→ Exercise
Look for the string "exact" in the listing. Copy each line that has it.

----------------------------------------

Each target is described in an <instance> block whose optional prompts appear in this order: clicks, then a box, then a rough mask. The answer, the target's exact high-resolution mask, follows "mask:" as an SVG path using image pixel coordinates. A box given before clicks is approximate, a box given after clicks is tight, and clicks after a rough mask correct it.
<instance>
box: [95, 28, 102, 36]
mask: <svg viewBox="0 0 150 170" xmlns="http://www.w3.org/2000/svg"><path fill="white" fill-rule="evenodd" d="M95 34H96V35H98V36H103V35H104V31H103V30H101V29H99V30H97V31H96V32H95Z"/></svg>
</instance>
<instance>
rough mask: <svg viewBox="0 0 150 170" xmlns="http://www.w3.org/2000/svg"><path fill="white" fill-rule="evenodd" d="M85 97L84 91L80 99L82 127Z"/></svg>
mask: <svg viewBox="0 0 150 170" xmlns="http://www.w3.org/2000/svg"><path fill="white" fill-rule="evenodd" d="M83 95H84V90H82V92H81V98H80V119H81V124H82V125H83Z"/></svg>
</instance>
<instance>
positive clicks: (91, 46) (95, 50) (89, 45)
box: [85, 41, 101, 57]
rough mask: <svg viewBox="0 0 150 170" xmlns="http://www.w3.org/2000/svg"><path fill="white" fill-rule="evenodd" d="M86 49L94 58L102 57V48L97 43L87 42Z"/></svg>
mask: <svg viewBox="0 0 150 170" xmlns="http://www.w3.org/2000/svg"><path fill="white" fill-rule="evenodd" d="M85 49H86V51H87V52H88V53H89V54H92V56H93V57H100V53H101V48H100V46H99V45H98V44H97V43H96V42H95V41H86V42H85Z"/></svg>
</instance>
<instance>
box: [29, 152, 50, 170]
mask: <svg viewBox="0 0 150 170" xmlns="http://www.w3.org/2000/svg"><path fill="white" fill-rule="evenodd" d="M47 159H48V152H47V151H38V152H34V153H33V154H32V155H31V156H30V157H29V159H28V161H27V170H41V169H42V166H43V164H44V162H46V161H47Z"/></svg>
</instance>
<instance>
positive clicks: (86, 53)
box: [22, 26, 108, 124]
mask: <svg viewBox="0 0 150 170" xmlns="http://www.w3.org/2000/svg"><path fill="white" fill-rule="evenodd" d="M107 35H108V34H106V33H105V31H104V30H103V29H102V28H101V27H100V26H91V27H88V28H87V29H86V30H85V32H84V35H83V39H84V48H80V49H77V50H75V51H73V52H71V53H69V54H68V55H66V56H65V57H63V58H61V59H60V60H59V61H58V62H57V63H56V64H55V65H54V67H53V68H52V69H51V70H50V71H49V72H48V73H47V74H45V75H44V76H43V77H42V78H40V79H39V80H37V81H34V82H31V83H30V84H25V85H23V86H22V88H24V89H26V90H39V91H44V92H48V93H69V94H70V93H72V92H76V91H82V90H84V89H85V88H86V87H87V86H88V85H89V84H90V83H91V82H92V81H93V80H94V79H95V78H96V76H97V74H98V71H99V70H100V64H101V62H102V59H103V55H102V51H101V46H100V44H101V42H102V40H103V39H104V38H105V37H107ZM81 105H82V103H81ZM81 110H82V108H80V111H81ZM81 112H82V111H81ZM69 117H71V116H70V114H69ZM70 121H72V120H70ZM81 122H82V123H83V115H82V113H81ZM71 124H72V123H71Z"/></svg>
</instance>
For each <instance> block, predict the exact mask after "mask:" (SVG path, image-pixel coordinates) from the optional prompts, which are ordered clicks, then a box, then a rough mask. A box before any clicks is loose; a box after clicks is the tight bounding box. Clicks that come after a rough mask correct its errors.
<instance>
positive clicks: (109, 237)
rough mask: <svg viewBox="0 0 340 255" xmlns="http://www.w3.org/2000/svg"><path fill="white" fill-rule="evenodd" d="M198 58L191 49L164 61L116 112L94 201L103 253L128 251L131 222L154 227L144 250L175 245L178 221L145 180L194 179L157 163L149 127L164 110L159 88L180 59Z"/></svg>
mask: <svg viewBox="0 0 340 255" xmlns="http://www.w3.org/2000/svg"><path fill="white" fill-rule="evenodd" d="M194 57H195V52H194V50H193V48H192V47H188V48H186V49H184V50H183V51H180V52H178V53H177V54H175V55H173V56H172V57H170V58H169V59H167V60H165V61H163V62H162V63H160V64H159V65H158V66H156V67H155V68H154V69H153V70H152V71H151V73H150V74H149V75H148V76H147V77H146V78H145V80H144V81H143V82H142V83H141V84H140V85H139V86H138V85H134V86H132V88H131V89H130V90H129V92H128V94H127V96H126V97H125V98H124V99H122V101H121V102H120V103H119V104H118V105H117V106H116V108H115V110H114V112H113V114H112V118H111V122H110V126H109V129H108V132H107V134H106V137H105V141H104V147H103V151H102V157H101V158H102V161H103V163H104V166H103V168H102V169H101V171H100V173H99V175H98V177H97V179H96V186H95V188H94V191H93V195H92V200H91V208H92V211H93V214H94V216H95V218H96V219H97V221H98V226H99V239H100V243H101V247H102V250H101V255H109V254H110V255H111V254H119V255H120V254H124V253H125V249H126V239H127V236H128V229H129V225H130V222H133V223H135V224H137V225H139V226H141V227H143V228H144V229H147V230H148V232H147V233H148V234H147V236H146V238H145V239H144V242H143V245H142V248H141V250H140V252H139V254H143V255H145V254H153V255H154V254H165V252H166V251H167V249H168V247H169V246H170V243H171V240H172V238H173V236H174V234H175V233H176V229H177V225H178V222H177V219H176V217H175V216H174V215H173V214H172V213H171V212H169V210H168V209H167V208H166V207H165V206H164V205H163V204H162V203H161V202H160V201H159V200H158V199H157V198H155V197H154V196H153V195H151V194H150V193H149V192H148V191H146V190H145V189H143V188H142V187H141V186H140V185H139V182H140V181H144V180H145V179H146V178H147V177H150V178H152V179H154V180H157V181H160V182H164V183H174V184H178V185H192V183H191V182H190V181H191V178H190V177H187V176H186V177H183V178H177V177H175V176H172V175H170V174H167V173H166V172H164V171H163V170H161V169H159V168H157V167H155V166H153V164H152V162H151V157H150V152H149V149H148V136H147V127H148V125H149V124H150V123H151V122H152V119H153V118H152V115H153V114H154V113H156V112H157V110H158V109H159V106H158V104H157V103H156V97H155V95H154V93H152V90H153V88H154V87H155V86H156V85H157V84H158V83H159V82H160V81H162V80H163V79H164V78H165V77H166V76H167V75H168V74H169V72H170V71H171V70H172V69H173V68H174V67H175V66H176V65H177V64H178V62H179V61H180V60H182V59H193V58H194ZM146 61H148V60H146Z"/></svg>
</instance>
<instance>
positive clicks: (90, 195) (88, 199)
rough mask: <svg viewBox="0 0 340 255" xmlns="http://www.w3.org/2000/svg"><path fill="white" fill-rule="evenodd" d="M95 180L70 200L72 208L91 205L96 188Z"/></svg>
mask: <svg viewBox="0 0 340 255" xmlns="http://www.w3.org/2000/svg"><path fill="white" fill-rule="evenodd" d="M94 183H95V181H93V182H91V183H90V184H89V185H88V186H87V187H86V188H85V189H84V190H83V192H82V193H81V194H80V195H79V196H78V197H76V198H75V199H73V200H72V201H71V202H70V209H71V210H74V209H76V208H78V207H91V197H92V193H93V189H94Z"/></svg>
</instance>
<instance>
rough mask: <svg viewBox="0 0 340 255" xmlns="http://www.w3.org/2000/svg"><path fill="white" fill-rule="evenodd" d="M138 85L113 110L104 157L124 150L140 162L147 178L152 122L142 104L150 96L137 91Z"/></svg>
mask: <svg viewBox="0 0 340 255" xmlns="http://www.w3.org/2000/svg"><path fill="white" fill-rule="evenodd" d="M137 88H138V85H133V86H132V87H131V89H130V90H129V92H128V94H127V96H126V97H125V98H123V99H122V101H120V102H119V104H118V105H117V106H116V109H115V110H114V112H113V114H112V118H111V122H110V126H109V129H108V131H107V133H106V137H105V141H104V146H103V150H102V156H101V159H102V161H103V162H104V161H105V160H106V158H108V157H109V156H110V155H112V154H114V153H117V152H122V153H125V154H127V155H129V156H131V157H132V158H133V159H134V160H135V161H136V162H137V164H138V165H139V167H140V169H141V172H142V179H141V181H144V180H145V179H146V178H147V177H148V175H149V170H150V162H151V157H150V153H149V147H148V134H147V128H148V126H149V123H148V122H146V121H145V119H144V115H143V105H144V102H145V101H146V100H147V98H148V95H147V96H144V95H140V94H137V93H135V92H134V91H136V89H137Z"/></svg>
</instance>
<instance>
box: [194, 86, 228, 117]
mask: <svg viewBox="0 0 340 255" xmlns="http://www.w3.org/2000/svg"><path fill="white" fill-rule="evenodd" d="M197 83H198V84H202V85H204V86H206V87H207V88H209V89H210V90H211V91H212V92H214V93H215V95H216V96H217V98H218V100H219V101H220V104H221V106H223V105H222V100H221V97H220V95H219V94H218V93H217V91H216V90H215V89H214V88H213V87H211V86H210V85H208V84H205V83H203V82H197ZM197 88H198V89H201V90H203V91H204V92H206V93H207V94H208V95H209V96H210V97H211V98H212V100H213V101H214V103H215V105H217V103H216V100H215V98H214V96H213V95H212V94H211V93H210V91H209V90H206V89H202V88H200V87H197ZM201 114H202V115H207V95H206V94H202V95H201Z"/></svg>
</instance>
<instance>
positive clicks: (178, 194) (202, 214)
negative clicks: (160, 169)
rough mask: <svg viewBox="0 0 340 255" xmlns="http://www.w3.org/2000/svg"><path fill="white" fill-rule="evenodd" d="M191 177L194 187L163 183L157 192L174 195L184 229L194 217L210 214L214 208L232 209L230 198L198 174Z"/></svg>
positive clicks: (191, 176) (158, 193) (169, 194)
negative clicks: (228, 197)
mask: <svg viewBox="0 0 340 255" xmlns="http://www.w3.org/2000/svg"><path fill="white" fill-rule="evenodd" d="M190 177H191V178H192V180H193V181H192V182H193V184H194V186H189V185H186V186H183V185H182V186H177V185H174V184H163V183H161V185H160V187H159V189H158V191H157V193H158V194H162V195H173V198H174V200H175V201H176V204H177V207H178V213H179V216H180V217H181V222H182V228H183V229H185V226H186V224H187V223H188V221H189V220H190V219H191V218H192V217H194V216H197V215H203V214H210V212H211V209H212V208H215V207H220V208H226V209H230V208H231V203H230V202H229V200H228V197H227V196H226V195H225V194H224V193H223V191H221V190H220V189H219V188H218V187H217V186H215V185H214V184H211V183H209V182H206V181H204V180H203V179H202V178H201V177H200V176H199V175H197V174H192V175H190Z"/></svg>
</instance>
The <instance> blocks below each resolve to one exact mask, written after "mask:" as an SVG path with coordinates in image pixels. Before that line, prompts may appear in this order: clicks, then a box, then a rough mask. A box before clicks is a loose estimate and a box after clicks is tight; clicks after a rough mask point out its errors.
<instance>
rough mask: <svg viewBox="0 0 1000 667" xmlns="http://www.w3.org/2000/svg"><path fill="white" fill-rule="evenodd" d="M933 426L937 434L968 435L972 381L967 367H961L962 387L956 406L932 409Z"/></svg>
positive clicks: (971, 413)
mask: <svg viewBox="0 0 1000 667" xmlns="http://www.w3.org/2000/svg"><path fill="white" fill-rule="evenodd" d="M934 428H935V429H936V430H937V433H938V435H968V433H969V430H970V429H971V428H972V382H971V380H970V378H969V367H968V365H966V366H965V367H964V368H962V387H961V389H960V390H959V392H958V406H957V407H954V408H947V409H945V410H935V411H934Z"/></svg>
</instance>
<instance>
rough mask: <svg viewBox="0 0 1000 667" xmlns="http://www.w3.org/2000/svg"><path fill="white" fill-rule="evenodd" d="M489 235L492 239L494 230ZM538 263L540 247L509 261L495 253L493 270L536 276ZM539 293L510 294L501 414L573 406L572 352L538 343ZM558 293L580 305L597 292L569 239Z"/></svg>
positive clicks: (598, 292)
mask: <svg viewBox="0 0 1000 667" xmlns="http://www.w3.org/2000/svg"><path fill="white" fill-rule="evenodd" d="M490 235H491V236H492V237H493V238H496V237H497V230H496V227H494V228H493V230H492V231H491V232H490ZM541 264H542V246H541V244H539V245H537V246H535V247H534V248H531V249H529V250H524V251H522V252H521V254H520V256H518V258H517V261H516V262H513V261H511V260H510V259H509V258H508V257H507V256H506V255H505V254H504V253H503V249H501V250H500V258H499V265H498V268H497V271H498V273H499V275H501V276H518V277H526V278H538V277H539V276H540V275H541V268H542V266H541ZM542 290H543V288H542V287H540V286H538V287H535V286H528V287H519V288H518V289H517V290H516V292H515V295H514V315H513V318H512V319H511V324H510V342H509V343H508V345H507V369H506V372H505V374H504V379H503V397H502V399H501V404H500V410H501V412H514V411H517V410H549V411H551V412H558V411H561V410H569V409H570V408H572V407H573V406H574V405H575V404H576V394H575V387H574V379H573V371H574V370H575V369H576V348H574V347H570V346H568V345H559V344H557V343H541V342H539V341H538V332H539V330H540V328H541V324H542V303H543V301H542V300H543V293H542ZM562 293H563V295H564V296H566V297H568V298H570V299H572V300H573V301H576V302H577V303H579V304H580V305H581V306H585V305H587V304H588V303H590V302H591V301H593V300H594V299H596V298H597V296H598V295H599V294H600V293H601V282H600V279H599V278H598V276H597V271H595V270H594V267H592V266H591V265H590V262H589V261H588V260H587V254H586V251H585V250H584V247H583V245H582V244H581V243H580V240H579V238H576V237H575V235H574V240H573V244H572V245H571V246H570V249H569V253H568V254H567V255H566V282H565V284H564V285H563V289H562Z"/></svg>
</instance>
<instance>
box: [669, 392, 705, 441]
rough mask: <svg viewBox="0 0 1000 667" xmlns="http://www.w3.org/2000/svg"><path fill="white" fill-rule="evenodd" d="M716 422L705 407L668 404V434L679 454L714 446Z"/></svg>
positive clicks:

----------------------------------------

→ Finished task
Each target is described in an <instance> block whose optional prompts appear in this order: clicks, then a box, then a rough mask. The answer, the target's exact high-resolution mask, follows "mask:" as an SVG path using image pixel coordinates. A box given before clicks is approximate, a box given after clicks is tight, and clicks after a rough mask correct it.
For each <instance> block, predict the exact mask after "mask:" (SVG path, image-pixel coordinates) from the optional prompts, which are ordered clicks, then a box, then a rough mask. A box before any clicks is loose; a box after clicks is the tight bounding box. Clicks that come after a rough mask correct its errors.
The <instance> blocks below each resolve to one exact mask, written after "mask:" as an SVG path with coordinates in image pixels. Before that line, prompts may appear in this order: clicks, then a box, then a rough mask. A box before clicks is a loose estimate and a box after clicks is tight; clicks after a rough mask point out its errors.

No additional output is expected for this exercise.